* DATA SHOWN
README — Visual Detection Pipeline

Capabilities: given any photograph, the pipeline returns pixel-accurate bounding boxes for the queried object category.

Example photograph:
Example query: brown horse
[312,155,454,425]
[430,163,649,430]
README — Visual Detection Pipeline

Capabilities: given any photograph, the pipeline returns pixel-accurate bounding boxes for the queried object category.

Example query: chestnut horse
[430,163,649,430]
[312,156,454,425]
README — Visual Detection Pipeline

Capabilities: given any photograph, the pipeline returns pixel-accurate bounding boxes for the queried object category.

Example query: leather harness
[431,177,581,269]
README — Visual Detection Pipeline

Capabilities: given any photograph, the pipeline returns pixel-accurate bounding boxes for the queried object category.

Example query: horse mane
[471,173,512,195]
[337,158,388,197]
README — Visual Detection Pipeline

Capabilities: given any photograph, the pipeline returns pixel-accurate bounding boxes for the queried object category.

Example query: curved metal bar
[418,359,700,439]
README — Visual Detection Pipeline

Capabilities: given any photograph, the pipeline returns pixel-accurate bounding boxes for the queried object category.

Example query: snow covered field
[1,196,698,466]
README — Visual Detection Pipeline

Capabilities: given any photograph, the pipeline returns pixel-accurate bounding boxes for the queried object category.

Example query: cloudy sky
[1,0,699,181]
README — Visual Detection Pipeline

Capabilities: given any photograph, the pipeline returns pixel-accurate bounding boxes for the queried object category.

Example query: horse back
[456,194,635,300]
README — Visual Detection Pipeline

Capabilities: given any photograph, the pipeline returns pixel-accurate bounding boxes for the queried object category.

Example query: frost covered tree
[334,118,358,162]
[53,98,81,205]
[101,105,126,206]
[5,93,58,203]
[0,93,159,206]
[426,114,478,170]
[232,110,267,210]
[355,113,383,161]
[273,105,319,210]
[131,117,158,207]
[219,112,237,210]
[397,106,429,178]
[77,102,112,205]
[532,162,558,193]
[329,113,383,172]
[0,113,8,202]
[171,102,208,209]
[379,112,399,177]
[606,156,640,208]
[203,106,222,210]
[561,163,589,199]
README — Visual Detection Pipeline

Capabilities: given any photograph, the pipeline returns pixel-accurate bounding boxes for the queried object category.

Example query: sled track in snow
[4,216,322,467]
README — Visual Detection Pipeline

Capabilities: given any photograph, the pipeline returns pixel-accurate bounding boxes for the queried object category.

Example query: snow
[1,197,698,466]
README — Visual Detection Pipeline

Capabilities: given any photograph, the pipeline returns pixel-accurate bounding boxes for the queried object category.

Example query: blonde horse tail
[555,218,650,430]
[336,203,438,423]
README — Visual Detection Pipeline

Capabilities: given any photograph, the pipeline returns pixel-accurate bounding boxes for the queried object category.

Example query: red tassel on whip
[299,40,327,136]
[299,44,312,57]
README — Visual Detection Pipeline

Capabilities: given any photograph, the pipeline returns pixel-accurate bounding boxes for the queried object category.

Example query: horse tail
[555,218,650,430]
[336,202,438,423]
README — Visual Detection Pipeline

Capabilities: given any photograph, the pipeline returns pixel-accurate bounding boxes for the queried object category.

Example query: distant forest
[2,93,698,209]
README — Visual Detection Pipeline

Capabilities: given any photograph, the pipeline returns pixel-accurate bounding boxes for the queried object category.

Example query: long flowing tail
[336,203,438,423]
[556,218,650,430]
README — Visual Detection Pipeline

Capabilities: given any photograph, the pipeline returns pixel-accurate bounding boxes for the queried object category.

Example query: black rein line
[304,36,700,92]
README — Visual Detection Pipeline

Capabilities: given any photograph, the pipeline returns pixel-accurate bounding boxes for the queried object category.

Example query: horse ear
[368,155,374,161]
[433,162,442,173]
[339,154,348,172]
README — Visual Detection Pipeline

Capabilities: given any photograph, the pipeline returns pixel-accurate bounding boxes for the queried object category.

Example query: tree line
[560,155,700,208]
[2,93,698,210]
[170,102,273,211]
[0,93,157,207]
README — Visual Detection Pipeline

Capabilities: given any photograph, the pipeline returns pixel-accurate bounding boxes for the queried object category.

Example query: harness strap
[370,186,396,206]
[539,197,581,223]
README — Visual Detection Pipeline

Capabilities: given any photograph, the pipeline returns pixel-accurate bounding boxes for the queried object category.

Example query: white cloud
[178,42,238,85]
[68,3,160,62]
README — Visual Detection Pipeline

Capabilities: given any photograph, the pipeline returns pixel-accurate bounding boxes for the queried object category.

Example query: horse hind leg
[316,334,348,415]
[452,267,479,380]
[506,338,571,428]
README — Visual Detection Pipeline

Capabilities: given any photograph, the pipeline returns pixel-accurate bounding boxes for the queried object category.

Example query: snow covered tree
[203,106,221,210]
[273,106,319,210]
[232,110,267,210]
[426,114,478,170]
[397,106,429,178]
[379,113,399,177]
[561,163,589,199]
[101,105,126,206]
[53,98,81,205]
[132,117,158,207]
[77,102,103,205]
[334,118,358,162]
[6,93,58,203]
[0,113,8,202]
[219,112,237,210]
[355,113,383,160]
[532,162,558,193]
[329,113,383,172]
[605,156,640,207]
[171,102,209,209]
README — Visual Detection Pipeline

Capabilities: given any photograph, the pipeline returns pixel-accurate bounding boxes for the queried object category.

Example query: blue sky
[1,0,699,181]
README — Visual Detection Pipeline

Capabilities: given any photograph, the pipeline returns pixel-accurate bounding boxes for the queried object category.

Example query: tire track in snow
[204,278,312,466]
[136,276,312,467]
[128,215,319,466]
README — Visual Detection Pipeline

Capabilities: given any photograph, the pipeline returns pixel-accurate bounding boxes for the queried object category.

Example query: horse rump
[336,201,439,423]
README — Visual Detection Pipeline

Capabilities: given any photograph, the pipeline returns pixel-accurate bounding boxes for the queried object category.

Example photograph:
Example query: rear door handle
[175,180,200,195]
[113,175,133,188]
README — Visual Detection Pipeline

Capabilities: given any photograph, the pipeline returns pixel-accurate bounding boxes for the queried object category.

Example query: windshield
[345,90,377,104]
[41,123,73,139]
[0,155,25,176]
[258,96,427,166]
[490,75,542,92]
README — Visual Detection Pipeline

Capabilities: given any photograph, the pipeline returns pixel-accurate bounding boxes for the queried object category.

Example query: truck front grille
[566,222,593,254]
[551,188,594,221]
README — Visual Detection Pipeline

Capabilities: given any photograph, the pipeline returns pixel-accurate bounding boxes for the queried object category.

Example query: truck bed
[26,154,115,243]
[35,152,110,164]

* WHAT THE EXERCISE ASKS
Transcribe every record above exactly as written.

* TASK SOLUTION
README — Visual Detection Pipeline

Capabilities: given any photograph, the pipeline returns pixel-accurate bounding boxes for the queried object category.

Example photograph:
Example query: brown horse
[312,155,454,425]
[430,163,649,430]
README — Visual Detection Pipeline

Capabilities: given any photograph, the pipeline returns pixel-accurate bounding boxes for the queried object category.

Example query: chestnut horse
[430,163,649,430]
[312,156,454,425]
README — Visual Detection Pipeline

Capabilities: given any photograph, the pipeline returns pixel-accurate bounding boxes for the queried object category.

Example query: leather harness
[431,177,581,269]
README — Visual Detection Pipeline

Capabilities: given any photograph, the pipeline returns pixel-accurate bounding boxes for the queried object category.

Example query: horse mane
[471,173,512,195]
[337,158,388,197]
README — Visual Detection Pipeline

Capabilities: given any photograph, the pipeline returns pixel-accurate bounding boxes for the queried object category.

Example query: curved metal bar
[418,359,700,439]
README — Visual Detection Pipeline

Capabilities: given any photograph, the pipeline returns pixel-accurate bounding boxes for the queried object category.

Example query: snow covered field
[1,196,698,466]
README — Visual Detection Pipeline

Capabilities: given any photograph, the pipeline returns pixel-accurate bounding boxes for the queried object category.

Example query: cloudy sky
[1,0,699,181]
README — Visual Detection Pipeline

Capabilities: given any photograph, the pipeline returns pixel-accurate bounding boxes for the queried object category.

Example query: horse back
[456,194,635,300]
README — Visual Detection Pipeline

Capabilities: given any photograph, the pipeline returns pixel-accurate bounding boxes for the queried object category.

Example query: frost covered tree
[334,118,358,162]
[53,98,81,205]
[101,105,126,206]
[5,93,58,203]
[0,93,159,206]
[426,114,478,170]
[232,110,267,210]
[355,113,383,161]
[273,105,319,210]
[131,117,158,207]
[219,112,237,210]
[397,106,429,178]
[77,102,112,205]
[532,162,558,193]
[329,113,383,172]
[0,113,8,202]
[171,102,208,209]
[379,112,399,177]
[606,156,640,208]
[203,106,222,210]
[561,163,589,199]
README — Visual Detection Pipeline

Capabilities: given any photograph, the pipeline returns pixel-accurate bounding boxes for the queried object category.

Example query: sled track in snow
[4,216,322,467]
README — Visual Detection Pipeline

Capabilities: given any photograph, the pipeline returns pixel-accurate bounding boxes for the queried object category.

Example query: snow
[1,197,698,466]
README — Visual Detection Pipeline

Capabilities: given any photograph, the pipeline returns pixel-accurate bounding boxes for the queried object category.

Example query: blonde horse tail
[555,218,650,430]
[336,203,438,423]
README — Visual Detection Pipeline

Capabilities: given any photograph, the pipeline returns pixel-accurate bounding boxes for the queried object category.

Example query: red tassel on whip
[299,40,327,136]
[299,44,312,57]
README — Visual Detection Pipeline

Capabilities: given any photograph, the pipeline returns pixel-accurate bounding boxes for the queried object category.

Example query: horse tail
[555,218,650,430]
[336,202,438,423]
README — Visual Detection Pipeline

Capabilities: given any photograph, the pipeline returns pixel-accurate bounding boxes for the queried object category.

Example query: distant forest
[2,93,698,209]
README — Visual Detection Pipeline

Capabilities: given any photograph, the pipeline returns pixel-accurate bounding boxes for the queried object category.

Example query: long flowing tail
[336,203,438,423]
[556,218,650,430]
README — Visual Detection Pipeline

Capabilities: given any photograph, the pipeline returns pixel-accurate bounding boxes for the queried object category.

Example query: black rein line
[304,36,700,92]
README — Visual Detection Pipeline

Capabilities: given any photograph, the pipeline returns pixel-accurate bounding boxes for the queried object category.

Example query: horse ear
[368,155,374,161]
[433,162,442,173]
[339,154,348,172]
README — Visual Detection Pipeline

Capabilities: given any photograph, the pipeline returns pixel-accurate bounding boxes for the queried object category.

Example query: tree line
[560,155,700,208]
[2,93,698,210]
[170,102,273,211]
[0,93,157,207]
README — Visual Detection Pipeline

Capabilities: given any photograph, the pipeline returns pixel-accurate bounding boxes for the queried object category.

Example query: harness strap
[370,186,396,206]
[539,197,581,223]
README — Visual Detection Pipeline

Capabilities: given any photograph, the pipeline returns pixel-accurate bounding boxes for the queried object category.

Example query: white cloud
[178,42,238,85]
[68,3,160,62]
README — Visual Detection Pipeline

Capabilities: given any photograph, the pipeline returns pixel-accurate bounding boxes for the queried object category.

Example query: horse hind leg
[316,334,348,415]
[452,267,479,380]
[506,338,571,428]
README — Visual Detection Pipeline

Capabilities: given any photograph, the pipeline returns pixel-accurate bounding boxes for the queried object category.

Example query: snow covered tree
[203,106,221,210]
[273,106,319,210]
[232,110,267,210]
[426,114,478,170]
[397,106,429,178]
[379,113,399,177]
[561,163,589,199]
[101,105,126,206]
[53,98,81,205]
[132,117,158,207]
[77,102,103,205]
[334,118,358,162]
[6,93,58,203]
[0,113,8,202]
[219,112,237,210]
[355,113,383,160]
[532,162,558,193]
[329,113,383,172]
[605,156,640,207]
[171,102,209,209]
README — Visual Detection Pipeline

Capabilities: given any photograph, the pipeline returns pixel-accurate bounding boxes for the queried object category.

Example query: blue sky
[1,0,699,181]
README — Visual Detection Pipeline

Capabilities: given any photograph, the pipeline returns pixel-accurate bounding boxes for the queried object category.

Example query: tire track in snow
[204,278,312,466]
[136,276,312,467]
[128,215,319,466]
README — Visual Detection Pipeline

Capabilities: given any photograph, the pipeline returns pixel-accurate bounding boxes for the queried object category.

Example query: horse rump
[336,201,439,423]
README — Visual Detection Pipeline

Capabilities: given any photograph, the pipeline returns pixel-accurate bounding boxes for the queried object category.

Example photograph:
Example query: rear door handle
[175,180,200,195]
[113,175,133,188]
README — Visual Detection Pipeline

Capabilities: given any photograph, the pipeline returns pixel-accurate bounding boxes for the queried object category.

Example query: windshield
[345,90,377,104]
[41,123,73,139]
[0,155,25,176]
[258,96,427,166]
[490,75,542,92]
README — Visual Detection Pipeline

Capabilities: given any photograph, the pipeline returns pixel-accurate bounding boxes for the queried object category.

Example query: truck front grille
[566,222,593,254]
[551,188,594,221]
README — Visual Detection Pipeline

Capabilities: given any photograph, the pipeline returns pixel-accurate bounding boxes for the queried object category.

Example query: truck bed
[26,154,115,243]
[35,152,110,164]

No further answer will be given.